* [Consigne] Poursuivez le texte sur les bracelets électroniques destinés aux pèlerins en reprenant juste après sa dernière phrase.

* [Document source]
Sans que l’on sache vraiment le calendrier, les autorités saoudiennes ont décidé de faire porter aux pèlerins un bracelet électronique relié à un système de localisation GPS et résistant à l’eau, afin de localiser les éventuelles victimes, de les identifier et de faciliter les secours.

La technologie au secours des pèlerins

Ce bracelet contiendra des informations telles que la date d’entrée en Arabie Saoudite, l’identité du porteur et sa langue. Il devrait également contenir des informations médicales comme les allergies et maladies chroniques si on se fie au brevet US20130316723 qui définit précisément les informations d’identification et de « profiling » qui seront inscrites dans la puce RFiD de chaque bracelet.

Le bracelet électronique d'Invethic SAS.
Le bracelet électronique d'Invethic SAS.
Aucune information n’a été donnée, en revanche, sur la technologie utilisée. Cependant, il ne fait nul doute que pour des raisons d’autonomie la solution de réseaux de type SigFox ou Lorawan est plus appropriée que celle des réseaux cellulaires classiques qui nécessite une carte SIM et une recharge régulière de la batterie.

À quelques semaines du pèlerinage, plusieurs initiatives font surface offrant aux pèlerins des solutions alternatives. Lancé depuis la Suisse, un nouveau bracelet fait son apparition sous le nom de Bissalama. il est présenté par la société SwissMedCall comme étant « le premier bracelet connecté permettant un pèlerinage aux Lieux saints en toute sécurité ».

* [Jeu de données]

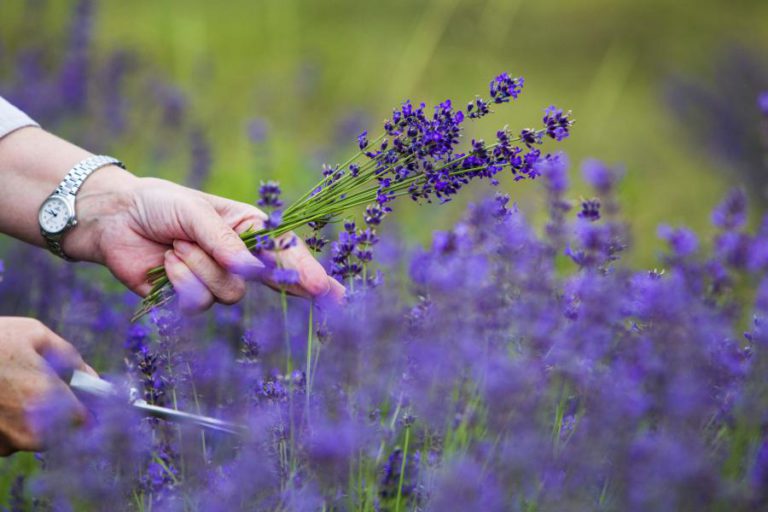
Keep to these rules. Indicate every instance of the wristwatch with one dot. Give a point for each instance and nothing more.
(57, 215)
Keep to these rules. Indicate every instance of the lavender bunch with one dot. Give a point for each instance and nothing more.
(418, 156)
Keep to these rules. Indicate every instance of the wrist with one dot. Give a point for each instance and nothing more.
(103, 197)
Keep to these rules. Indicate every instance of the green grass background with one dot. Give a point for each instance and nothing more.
(302, 65)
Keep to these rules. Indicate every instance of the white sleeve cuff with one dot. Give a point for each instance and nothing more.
(11, 118)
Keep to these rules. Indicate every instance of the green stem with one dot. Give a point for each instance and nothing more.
(308, 372)
(402, 468)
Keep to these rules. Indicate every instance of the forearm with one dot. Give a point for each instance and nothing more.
(32, 163)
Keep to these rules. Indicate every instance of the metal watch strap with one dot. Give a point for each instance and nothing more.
(54, 245)
(78, 174)
(69, 186)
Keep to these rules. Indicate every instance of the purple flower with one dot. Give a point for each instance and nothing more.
(503, 88)
(682, 241)
(590, 210)
(362, 140)
(269, 195)
(557, 123)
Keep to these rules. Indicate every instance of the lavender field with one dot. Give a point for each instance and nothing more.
(517, 361)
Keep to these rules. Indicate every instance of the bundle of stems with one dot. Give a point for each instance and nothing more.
(415, 156)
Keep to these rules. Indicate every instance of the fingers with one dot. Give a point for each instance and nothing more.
(227, 288)
(313, 280)
(60, 355)
(193, 295)
(219, 240)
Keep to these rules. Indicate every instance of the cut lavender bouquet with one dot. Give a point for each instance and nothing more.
(416, 156)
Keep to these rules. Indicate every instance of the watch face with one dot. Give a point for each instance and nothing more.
(54, 215)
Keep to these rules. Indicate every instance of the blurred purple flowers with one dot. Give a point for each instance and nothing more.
(501, 368)
(576, 388)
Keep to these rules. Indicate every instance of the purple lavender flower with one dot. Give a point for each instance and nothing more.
(590, 210)
(503, 88)
(557, 122)
(269, 195)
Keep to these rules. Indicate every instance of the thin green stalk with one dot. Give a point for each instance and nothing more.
(402, 468)
(199, 411)
(289, 377)
(308, 371)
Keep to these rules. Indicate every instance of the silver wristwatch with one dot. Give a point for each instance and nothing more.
(57, 215)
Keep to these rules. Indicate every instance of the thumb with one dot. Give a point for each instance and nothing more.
(219, 240)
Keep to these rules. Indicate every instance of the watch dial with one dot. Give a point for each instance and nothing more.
(54, 215)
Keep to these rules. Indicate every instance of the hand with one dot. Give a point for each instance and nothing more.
(133, 224)
(26, 379)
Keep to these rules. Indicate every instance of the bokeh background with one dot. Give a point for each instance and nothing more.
(223, 94)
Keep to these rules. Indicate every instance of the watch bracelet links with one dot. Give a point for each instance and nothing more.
(78, 174)
(70, 186)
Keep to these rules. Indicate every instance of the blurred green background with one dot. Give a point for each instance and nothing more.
(305, 68)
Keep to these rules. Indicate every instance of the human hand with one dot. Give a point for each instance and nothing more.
(27, 379)
(133, 224)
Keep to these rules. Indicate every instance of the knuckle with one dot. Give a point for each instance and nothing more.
(318, 287)
(232, 292)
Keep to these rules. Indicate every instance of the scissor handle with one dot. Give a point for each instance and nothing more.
(87, 383)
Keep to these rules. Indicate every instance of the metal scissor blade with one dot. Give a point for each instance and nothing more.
(94, 386)
(174, 415)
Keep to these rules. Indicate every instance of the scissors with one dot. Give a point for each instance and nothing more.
(87, 384)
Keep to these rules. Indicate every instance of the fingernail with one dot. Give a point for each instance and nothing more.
(246, 265)
(181, 246)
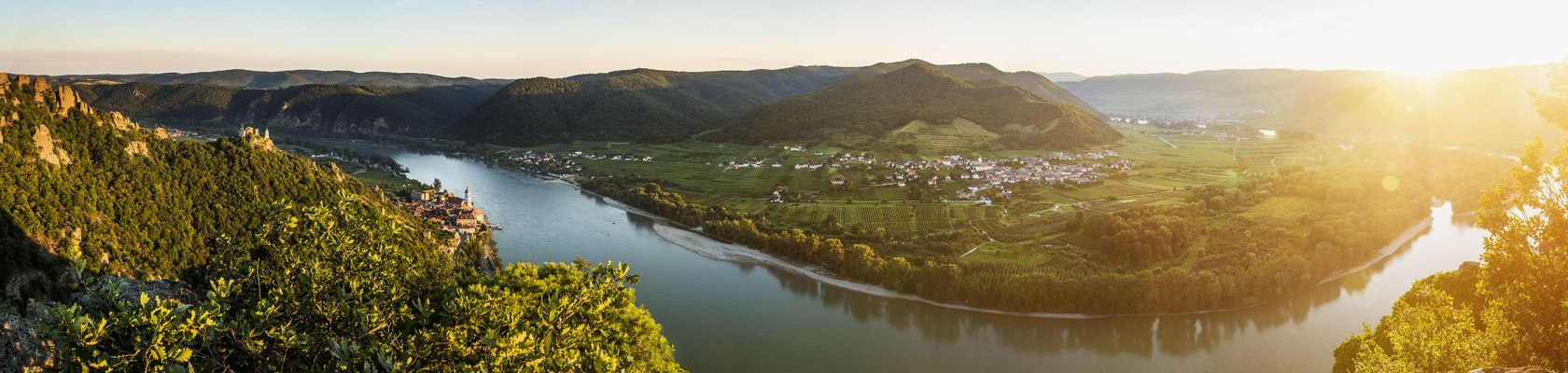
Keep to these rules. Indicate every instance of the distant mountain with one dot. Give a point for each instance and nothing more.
(916, 108)
(323, 108)
(1214, 91)
(632, 105)
(218, 248)
(1484, 108)
(1063, 77)
(624, 105)
(283, 78)
(1030, 82)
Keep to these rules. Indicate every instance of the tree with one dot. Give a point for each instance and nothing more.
(1526, 274)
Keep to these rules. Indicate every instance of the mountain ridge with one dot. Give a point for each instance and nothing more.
(864, 110)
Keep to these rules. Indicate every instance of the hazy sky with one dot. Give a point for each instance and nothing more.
(493, 38)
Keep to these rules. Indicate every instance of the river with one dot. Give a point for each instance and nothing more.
(745, 317)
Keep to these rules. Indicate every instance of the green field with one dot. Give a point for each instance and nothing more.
(1167, 165)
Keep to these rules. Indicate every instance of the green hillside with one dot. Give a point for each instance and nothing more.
(121, 250)
(629, 105)
(322, 108)
(862, 112)
(1030, 82)
(1212, 91)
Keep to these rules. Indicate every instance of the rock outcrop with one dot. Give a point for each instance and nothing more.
(137, 147)
(1514, 370)
(119, 121)
(39, 87)
(66, 99)
(259, 138)
(46, 147)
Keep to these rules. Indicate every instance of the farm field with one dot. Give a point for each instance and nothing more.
(1169, 163)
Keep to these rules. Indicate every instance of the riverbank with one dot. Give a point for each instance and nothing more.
(693, 240)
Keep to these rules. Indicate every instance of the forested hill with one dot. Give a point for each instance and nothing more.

* [Réponse finale]
En revanche, depuis la France, comme il n’est pas certain que tous les pèlerins souhaitent être badgés ou acceptent tous de porter un bracelet uniforme et aux fonctions très limitées, on peut regarder avec intérêt le concept de la Kii07 d’une startup parisienne Invethic qui exploite un brevet français (FR2911466). Utilisant une géolocalisation par SMS, implémentée sur une smartwatch, ce bracelet personnalisable permet, en plus de la fonction téléphone et d’appel d’urgence, de profiter des fonctions multimédias classiques (caméra et lecteur audio).

Visualisation des flux en temps réel

L’Arabie Saoudite est le seul pays de la région à s’être doté d’un réseau Lorawan couvrant tout son territoire, cette technologie de réseau maillé permet d’utiliser les terminaux radio (bande 860 MHz) comme vecteur de routage.

Autrement dit, chaque pèlerin pourra servir de point intermédiaire vers d’autres jusqu’au routeur nodal Lorawan qui va concentrer les échanges et les faire passer sur le réseau filaire pour rejoindre le centre de traitement des données. Ainsi, les autorités saoudiennes sauront visualiser en temps réel les flux et les points de congestion.

Pour ce qui concerne les données personnelles, un deuxième brevet US20150370285 pour le compte de l’université Umm Al-Qura, publié le 24 décembre 2015 (soit trois mois jour pour jour après la bousculade meurtrière), nous en dit plus sur les intentions qui se cachent derrière ce bracelet. La fonction principale serait de gérer des alertes en cas de parcours non cohérent par rapport aux étapes prédéterminées correspondant au déroulement normal des rites : en cas d’écart important, une alerte sera envoyée aux autorités en charge de la sécurité du pèlerinage.

Pas d’informations descendantes vers les pèlerins

Cependant, hormis les fonctions gadgets telles que l’alarme prière (inutiles en terre sainte, où l’appel à la prière est audible partout), aucune fonction dans le sens descendant qui permettrait de prévenir les pèlerins d’un risque imminent ne semble prévue.

Après cette annonce de l’Arabie Saoudite, de nombreuses questions restent toutefois en suspens. Quelle utilisation les autorités saoudiennes vont-elles faire des données personnelles ? Dans quelles mesures les familles en attente d’informations sur leurs proches pourront en profiter ? Qui va en supporter le coût : les pèlerins, les agences ou les autorités locales ?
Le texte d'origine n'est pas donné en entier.